MATERIALS PROVIDED >>
-=-=-
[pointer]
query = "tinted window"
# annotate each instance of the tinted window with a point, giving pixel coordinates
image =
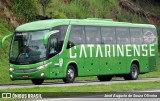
(149, 35)
(122, 35)
(108, 35)
(57, 40)
(77, 35)
(136, 35)
(93, 35)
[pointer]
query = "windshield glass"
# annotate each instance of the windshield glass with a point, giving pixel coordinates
(28, 47)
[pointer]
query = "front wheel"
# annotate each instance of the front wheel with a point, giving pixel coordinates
(133, 75)
(71, 74)
(37, 81)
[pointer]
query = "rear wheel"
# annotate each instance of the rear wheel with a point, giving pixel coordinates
(71, 74)
(105, 77)
(37, 81)
(133, 75)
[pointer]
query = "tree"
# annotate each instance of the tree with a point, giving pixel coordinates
(44, 4)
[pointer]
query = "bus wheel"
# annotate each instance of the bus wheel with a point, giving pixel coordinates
(37, 81)
(133, 75)
(71, 74)
(105, 77)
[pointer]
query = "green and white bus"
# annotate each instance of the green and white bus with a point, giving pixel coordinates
(69, 48)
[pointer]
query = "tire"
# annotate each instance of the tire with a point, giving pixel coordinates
(134, 72)
(105, 77)
(37, 81)
(71, 74)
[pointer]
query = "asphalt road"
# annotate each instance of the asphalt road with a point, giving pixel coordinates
(100, 97)
(77, 83)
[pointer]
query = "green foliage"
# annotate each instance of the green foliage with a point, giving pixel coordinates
(24, 10)
(83, 8)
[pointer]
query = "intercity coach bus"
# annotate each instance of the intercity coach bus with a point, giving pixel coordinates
(69, 48)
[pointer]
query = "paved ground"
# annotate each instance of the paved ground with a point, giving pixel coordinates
(100, 97)
(77, 83)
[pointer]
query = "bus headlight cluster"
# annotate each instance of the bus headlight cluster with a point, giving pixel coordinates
(11, 69)
(43, 66)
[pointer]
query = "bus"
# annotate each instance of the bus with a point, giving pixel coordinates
(70, 48)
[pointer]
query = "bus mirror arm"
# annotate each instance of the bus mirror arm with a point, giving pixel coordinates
(47, 35)
(4, 38)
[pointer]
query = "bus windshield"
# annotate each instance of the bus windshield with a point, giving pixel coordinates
(28, 47)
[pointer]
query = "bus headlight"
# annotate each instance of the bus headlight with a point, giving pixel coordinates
(11, 69)
(43, 66)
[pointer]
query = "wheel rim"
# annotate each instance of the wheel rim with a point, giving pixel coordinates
(134, 72)
(70, 74)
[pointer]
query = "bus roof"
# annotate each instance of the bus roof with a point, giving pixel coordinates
(46, 24)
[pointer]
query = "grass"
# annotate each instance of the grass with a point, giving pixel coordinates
(86, 89)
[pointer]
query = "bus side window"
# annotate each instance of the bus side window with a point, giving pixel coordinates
(149, 35)
(122, 35)
(108, 35)
(136, 35)
(93, 35)
(76, 36)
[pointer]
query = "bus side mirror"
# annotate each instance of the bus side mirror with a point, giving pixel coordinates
(4, 38)
(47, 35)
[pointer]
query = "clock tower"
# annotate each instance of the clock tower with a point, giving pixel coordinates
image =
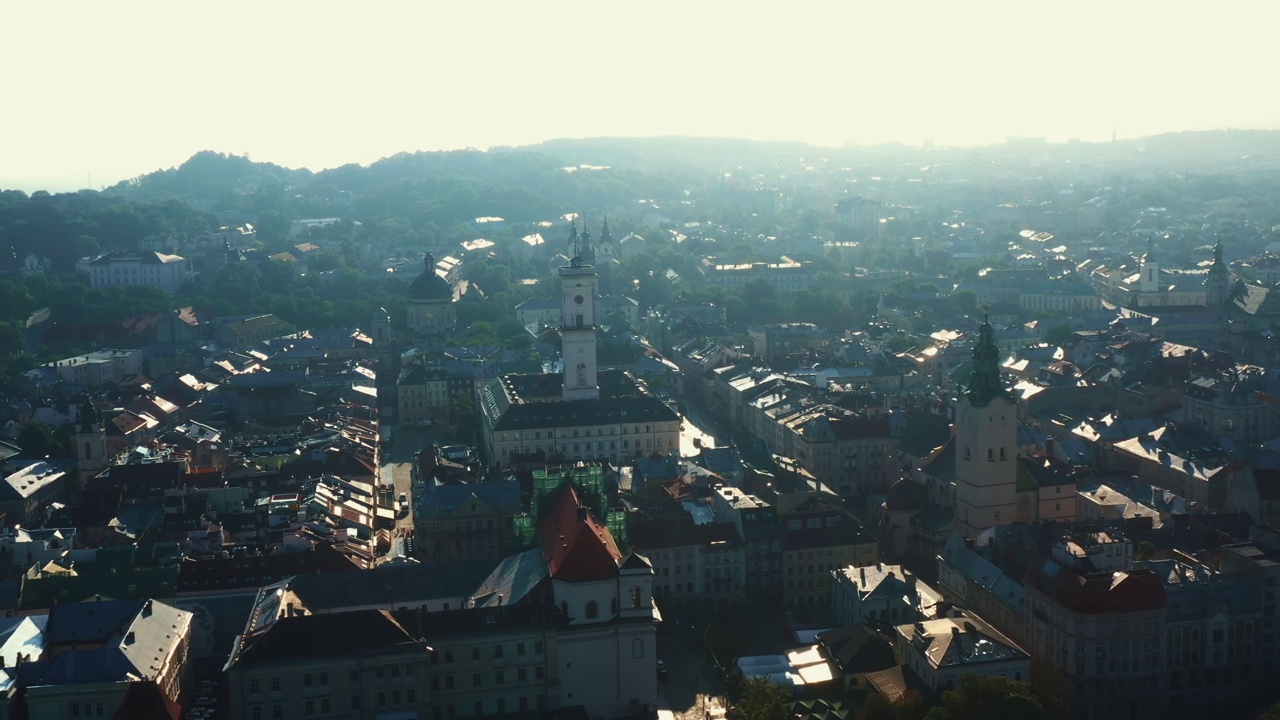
(580, 287)
(986, 442)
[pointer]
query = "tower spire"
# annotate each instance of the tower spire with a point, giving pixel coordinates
(984, 382)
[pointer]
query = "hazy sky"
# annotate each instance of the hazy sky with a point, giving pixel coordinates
(113, 90)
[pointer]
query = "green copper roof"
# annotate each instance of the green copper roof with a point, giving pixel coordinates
(984, 383)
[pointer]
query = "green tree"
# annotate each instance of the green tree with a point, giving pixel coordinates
(909, 706)
(1147, 551)
(983, 697)
(762, 700)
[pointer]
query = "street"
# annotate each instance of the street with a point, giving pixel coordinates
(693, 682)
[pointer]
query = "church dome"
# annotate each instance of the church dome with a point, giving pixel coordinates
(430, 286)
(905, 495)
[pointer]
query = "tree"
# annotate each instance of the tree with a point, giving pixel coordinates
(982, 697)
(1147, 551)
(762, 700)
(909, 706)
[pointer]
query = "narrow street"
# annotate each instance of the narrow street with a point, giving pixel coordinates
(694, 428)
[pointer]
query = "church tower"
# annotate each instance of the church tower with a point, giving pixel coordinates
(1217, 283)
(90, 440)
(986, 445)
(1150, 279)
(579, 287)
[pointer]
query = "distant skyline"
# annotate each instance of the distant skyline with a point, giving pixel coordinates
(100, 92)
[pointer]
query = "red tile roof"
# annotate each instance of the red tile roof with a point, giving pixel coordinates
(576, 547)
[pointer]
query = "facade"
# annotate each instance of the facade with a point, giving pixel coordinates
(786, 274)
(423, 392)
(27, 492)
(784, 340)
(136, 269)
(580, 414)
(95, 651)
(986, 431)
(568, 621)
(99, 368)
(1096, 641)
(465, 522)
(757, 524)
(351, 665)
(874, 593)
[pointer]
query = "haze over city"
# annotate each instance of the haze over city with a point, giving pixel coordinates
(110, 94)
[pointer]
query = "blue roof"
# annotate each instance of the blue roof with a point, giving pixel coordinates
(444, 499)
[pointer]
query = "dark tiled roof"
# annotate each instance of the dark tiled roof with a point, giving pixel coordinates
(319, 636)
(503, 496)
(576, 547)
(1134, 591)
(923, 433)
(387, 584)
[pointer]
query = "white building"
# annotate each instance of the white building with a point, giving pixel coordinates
(986, 427)
(99, 368)
(136, 269)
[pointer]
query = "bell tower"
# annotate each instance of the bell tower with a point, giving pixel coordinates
(579, 288)
(986, 445)
(1217, 283)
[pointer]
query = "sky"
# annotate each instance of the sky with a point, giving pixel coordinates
(95, 92)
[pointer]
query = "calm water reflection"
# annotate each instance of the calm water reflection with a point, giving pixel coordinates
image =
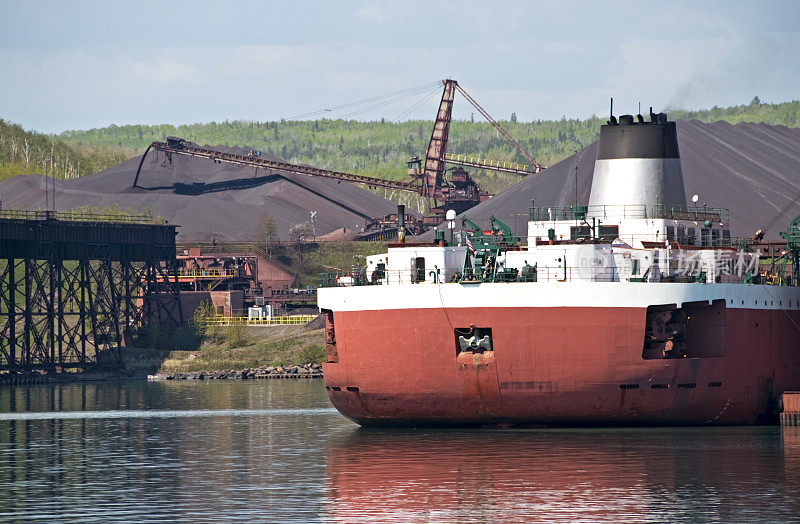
-=-=-
INSTRUCTIONS TO FOLLOW >>
Select every line in the lines above that contains the string "dark", matching case exactly.

SOLUTION >>
query = "dark tiled roof"
# annotate each instance of the dark tiled roof with a point, giving pixel coordinates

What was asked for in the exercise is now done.